Where a line of the material includes the string "dress", copy that line.
□ □ □
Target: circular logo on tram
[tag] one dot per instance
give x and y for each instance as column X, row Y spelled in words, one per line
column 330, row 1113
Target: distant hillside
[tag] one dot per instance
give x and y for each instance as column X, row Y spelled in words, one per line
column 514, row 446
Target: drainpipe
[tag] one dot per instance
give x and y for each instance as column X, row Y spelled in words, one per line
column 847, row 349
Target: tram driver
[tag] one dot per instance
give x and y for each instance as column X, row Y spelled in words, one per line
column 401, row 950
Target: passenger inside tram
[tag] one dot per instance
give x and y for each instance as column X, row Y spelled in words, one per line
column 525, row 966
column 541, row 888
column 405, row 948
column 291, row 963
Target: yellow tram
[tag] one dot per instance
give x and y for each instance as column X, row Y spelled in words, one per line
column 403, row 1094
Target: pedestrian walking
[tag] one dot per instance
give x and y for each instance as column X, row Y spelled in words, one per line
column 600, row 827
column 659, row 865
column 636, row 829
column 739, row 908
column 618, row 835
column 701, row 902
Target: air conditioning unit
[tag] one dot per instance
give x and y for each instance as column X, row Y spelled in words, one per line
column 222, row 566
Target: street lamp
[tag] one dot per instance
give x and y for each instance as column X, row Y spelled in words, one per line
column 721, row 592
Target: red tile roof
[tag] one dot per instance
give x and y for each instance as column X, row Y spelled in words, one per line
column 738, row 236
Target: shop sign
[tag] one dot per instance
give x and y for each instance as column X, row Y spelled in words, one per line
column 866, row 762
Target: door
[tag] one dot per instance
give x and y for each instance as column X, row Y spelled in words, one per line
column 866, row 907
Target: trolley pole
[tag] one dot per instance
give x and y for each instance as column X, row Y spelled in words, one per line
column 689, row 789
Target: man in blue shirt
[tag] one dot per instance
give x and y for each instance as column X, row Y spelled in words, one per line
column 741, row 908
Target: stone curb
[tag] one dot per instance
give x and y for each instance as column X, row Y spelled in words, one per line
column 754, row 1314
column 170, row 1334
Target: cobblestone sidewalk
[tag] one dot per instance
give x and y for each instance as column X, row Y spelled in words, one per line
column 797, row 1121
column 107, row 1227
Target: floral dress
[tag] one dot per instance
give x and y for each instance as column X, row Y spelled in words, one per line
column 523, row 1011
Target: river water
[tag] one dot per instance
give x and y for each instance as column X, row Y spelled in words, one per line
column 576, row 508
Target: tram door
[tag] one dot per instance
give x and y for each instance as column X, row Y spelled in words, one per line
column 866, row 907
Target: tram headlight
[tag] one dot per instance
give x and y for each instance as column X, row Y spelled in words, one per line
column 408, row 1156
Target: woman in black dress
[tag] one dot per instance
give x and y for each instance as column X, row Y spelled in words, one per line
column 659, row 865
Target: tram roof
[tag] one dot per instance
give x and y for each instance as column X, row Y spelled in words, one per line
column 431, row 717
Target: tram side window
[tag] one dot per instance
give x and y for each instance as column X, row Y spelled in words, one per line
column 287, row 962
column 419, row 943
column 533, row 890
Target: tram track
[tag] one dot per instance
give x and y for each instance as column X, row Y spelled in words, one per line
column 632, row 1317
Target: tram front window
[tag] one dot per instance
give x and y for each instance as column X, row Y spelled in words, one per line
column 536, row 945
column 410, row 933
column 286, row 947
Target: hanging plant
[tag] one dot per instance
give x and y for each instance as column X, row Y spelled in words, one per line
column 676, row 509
□ □ □
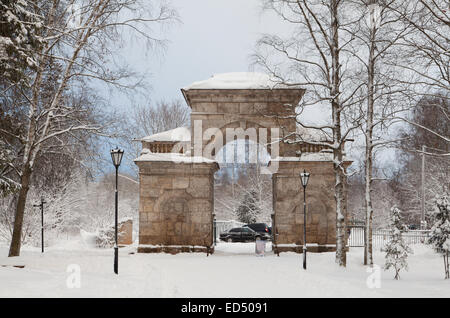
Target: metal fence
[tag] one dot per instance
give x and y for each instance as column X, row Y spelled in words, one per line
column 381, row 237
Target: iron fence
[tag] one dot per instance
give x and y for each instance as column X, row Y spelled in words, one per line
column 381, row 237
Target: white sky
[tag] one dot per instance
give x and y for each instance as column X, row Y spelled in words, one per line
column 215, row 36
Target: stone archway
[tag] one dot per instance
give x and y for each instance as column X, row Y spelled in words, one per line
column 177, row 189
□ □ □
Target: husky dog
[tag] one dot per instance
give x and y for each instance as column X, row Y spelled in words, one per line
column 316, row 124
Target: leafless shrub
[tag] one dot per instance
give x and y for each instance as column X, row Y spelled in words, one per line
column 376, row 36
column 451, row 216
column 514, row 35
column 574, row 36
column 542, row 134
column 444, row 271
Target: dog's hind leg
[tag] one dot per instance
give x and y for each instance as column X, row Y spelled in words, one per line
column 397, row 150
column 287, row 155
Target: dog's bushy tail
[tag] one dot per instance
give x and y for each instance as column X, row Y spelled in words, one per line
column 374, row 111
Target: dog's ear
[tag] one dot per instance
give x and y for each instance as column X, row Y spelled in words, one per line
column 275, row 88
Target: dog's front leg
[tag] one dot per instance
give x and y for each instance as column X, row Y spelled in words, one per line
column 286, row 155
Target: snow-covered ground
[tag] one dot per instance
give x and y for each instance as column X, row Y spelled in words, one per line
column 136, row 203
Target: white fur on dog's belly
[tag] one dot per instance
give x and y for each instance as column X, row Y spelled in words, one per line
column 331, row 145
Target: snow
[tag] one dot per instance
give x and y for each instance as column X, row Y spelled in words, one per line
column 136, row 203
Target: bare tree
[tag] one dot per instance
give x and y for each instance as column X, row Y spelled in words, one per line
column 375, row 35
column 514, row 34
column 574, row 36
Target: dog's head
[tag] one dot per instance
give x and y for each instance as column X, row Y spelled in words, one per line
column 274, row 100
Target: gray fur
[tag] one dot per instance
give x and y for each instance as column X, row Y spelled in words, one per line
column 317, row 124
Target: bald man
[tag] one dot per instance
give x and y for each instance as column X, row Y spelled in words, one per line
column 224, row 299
□ □ □
▶ **FINISHED TASK**
Target: floral dress
Target: woman in black dress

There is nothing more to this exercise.